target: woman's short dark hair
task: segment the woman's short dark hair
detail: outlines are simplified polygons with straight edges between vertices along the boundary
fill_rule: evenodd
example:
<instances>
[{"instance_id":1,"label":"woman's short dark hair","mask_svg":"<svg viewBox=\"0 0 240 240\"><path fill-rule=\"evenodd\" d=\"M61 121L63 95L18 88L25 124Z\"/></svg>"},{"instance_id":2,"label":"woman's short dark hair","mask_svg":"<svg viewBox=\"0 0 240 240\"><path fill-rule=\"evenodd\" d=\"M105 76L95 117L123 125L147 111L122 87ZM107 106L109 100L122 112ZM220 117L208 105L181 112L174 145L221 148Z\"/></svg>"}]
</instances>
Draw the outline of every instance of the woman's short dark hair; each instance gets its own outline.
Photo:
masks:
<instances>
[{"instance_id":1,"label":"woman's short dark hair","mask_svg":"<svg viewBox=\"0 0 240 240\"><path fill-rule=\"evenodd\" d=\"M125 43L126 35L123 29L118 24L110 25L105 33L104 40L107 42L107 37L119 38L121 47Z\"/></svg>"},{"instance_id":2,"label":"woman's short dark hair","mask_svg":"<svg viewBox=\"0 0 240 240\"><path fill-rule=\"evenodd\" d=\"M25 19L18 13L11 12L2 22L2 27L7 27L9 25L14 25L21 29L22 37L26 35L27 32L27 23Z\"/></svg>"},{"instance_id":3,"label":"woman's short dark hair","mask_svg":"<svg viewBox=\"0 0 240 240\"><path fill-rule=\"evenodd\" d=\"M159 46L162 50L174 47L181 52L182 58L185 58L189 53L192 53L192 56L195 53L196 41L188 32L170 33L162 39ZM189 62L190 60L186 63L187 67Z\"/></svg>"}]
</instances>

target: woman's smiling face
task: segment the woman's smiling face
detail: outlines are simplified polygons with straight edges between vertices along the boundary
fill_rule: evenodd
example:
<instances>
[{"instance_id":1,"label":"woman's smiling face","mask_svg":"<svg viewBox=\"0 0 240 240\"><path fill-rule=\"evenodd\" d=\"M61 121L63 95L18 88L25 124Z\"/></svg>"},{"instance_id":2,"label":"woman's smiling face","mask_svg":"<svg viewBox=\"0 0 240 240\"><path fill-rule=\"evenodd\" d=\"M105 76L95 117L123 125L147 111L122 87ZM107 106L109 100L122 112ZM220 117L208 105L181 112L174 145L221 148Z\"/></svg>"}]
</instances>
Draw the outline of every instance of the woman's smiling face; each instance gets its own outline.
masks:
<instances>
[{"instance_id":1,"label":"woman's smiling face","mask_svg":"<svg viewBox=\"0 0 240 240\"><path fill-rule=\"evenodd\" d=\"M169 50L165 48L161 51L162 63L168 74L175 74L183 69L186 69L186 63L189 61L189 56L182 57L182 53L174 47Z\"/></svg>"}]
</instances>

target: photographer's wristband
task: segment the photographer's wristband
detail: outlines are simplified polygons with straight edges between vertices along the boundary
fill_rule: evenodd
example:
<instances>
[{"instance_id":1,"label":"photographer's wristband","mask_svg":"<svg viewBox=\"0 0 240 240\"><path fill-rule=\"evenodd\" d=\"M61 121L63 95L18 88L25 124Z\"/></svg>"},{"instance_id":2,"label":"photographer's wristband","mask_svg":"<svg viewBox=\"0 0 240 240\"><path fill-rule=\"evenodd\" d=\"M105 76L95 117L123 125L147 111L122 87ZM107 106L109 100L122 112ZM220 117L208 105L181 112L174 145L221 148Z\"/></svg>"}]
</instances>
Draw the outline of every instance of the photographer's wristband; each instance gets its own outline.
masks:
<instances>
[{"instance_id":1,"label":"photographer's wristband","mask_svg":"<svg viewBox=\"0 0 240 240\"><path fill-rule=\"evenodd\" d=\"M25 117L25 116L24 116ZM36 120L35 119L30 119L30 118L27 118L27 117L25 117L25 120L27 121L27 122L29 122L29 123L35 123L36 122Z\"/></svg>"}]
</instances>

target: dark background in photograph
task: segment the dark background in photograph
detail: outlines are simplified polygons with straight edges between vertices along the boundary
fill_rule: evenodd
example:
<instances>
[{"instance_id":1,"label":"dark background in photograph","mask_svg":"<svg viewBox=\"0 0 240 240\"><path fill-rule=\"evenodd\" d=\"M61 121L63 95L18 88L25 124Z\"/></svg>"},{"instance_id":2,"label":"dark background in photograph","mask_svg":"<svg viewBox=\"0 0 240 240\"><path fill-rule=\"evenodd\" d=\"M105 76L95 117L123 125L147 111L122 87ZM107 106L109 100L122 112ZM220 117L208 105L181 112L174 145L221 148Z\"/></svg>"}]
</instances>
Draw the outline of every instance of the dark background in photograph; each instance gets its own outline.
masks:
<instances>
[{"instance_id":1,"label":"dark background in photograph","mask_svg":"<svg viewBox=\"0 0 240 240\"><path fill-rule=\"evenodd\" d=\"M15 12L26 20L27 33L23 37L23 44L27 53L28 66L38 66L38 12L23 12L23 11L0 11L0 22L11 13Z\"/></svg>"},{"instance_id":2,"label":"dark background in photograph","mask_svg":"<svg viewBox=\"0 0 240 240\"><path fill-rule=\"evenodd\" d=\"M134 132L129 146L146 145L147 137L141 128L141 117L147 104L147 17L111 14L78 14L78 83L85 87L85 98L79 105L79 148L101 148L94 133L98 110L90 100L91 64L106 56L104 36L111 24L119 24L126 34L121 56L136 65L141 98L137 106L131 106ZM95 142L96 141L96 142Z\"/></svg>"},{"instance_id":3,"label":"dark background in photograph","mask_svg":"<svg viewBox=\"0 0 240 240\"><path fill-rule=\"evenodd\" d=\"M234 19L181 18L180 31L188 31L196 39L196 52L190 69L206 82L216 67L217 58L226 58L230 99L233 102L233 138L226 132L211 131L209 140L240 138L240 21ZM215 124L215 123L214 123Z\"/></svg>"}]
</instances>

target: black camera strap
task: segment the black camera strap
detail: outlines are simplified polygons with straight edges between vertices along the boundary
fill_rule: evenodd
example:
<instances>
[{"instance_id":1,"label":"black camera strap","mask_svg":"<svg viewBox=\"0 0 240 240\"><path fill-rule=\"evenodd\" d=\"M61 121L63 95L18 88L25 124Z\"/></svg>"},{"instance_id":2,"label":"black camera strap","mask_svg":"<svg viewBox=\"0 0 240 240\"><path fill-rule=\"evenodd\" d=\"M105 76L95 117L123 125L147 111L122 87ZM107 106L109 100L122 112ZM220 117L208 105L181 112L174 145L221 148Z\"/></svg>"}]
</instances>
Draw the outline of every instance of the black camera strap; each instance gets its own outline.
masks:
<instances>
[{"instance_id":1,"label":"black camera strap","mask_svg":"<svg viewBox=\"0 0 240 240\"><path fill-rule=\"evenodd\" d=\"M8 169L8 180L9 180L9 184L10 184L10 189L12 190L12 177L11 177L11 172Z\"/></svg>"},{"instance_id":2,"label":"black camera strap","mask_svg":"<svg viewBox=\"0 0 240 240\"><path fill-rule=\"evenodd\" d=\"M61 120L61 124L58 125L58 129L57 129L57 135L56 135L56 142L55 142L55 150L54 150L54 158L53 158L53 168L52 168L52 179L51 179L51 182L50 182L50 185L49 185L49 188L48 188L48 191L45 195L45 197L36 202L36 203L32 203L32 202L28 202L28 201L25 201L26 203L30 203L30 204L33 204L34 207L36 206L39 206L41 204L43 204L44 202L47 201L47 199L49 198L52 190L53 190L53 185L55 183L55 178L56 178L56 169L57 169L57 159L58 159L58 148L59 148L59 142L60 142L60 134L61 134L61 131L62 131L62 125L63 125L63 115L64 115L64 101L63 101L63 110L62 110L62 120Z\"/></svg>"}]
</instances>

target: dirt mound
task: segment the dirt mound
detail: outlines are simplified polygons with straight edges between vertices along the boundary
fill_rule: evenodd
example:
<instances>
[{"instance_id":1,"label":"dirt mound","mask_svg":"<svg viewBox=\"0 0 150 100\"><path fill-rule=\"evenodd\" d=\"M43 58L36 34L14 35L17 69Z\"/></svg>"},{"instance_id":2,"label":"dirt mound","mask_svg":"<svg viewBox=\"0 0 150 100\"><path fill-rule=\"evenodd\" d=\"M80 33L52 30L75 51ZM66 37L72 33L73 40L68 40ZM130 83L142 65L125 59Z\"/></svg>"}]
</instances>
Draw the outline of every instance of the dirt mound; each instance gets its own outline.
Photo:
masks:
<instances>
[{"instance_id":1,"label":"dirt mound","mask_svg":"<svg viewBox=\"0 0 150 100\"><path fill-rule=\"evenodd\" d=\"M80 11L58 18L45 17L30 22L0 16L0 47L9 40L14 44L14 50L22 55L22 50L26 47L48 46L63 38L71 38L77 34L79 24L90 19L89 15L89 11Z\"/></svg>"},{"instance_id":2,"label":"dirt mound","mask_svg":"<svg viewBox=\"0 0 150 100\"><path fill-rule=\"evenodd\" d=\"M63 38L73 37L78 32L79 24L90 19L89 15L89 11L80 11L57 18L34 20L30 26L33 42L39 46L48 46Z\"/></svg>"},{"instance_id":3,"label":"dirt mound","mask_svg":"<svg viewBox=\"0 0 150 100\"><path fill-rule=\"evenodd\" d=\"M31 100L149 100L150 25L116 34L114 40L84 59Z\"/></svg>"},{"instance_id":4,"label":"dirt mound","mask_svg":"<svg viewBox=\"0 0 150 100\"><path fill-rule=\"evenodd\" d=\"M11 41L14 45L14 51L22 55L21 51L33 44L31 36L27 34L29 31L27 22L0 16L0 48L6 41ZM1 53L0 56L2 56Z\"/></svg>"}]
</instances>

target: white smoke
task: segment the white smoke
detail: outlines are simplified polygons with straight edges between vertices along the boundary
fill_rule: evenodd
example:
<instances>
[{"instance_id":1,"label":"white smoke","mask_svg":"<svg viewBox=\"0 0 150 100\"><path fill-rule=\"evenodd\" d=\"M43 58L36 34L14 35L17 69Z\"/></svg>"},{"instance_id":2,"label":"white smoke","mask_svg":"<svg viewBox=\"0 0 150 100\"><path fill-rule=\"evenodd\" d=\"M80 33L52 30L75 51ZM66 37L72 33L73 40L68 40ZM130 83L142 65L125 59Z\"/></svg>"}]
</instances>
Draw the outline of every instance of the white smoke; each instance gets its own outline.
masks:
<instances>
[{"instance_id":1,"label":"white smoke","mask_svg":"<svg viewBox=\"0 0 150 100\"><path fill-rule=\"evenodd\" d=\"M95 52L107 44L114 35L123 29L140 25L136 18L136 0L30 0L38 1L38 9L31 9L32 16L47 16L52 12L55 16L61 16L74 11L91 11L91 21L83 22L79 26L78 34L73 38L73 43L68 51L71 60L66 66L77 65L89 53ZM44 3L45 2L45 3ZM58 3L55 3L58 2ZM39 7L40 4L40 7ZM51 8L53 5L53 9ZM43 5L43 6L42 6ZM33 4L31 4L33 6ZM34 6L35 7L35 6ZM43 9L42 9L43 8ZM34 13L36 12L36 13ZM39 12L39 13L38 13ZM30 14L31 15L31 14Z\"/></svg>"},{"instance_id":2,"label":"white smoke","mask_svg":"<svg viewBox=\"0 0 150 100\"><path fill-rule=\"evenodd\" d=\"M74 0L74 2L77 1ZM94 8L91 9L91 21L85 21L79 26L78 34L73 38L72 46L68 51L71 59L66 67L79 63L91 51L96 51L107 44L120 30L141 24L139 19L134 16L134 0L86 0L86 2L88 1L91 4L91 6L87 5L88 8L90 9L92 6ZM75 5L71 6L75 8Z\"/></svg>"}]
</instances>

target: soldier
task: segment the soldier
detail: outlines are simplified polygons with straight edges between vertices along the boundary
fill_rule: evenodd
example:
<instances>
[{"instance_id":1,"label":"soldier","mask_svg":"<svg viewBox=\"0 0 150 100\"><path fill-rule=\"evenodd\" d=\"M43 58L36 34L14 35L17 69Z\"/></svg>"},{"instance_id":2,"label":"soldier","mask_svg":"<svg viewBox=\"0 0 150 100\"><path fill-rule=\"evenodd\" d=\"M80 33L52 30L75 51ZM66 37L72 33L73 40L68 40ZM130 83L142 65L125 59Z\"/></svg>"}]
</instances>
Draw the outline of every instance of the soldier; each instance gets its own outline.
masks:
------------------------------------------------
#### [Aim of the exercise]
Show all lines from the data above in which the word "task" appears.

#### [Exercise response]
task: segment the woman's short dark hair
task: segment the woman's smiling face
task: segment the photographer's wristband
task: segment the dark background in photograph
task: segment the black camera strap
task: segment the dirt mound
task: segment the white smoke
task: segment the soldier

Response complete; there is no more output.